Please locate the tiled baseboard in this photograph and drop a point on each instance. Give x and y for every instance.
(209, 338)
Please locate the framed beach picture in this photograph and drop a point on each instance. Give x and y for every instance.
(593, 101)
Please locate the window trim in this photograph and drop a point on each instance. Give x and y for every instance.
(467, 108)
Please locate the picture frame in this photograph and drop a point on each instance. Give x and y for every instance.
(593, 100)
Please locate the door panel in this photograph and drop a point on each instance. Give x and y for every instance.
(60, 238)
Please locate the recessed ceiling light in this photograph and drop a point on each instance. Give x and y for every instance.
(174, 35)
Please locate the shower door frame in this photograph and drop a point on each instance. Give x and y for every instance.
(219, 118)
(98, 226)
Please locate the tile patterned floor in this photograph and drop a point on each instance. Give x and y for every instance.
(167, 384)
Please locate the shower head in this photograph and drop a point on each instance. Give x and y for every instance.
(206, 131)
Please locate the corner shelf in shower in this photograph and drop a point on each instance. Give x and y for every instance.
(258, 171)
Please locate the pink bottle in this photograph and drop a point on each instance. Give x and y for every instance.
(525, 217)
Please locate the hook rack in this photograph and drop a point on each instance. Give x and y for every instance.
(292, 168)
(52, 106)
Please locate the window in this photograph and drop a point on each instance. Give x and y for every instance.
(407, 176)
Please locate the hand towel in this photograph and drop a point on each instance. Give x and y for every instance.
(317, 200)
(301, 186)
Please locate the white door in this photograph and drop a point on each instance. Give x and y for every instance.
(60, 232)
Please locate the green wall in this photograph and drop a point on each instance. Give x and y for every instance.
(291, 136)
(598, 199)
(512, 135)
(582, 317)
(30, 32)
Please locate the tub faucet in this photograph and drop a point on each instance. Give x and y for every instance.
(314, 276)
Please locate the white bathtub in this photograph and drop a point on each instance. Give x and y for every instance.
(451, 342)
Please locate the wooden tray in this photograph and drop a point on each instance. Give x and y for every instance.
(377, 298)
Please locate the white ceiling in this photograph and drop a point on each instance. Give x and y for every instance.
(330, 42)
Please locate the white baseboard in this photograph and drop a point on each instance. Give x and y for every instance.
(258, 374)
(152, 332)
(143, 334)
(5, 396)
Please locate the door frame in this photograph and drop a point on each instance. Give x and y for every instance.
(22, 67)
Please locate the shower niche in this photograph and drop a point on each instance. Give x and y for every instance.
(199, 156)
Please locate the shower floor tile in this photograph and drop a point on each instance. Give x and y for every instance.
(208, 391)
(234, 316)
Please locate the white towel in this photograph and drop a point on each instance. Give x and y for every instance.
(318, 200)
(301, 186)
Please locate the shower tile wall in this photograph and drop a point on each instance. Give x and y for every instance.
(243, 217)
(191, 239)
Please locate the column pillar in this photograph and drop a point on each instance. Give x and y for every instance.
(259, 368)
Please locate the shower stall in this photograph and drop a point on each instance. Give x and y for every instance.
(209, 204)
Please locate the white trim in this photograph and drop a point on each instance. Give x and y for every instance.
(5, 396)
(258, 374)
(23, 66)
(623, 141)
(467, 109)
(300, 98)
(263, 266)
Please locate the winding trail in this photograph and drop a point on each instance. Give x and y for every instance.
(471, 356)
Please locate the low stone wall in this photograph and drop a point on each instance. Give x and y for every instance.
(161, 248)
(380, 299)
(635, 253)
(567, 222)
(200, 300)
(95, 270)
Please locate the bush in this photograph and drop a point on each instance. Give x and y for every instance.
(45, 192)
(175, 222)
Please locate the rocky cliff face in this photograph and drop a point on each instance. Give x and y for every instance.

## Exercise requirements:
Present, as a JSON list of strings with one string per line and blank lines omitted, the rows from the line containing "Please locate the shower tile" through the final line of the rows, including both of these lines.

## Written reply:
[
  "Please locate the shower tile wall in this photograph and drop a point on each instance. Give x and y for every instance.",
  "(243, 217)",
  "(191, 239)",
  "Please locate the column pillar in this photograph and drop a point on each instance. Give x and y for every instance.",
  "(259, 368)",
  "Please locate the shower stall in this photograph and drop a point on each instance. Give x and y for every instance.",
  "(209, 204)",
  "Please locate the white trim in this photograph and drop a point on each instance. Give x and y for every instance.",
  "(5, 396)",
  "(258, 374)",
  "(23, 66)",
  "(623, 141)",
  "(467, 109)",
  "(300, 98)",
  "(263, 266)",
  "Please locate the winding trail in this photograph and drop a point on each instance. Give x and y for every instance.",
  "(471, 356)",
  "Please locate the low stone wall in this photograph and drop a point on each instance. Give x and y for every instance.",
  "(161, 248)",
  "(380, 299)",
  "(635, 253)",
  "(567, 222)",
  "(200, 300)",
  "(95, 270)",
  "Please locate the bush in this photograph and drop a point on each instance. Give x and y for every instance.",
  "(45, 192)",
  "(175, 222)",
  "Please locate the rocky cliff face in this photograph and drop a point on each instance. Give x and y for every instance."
]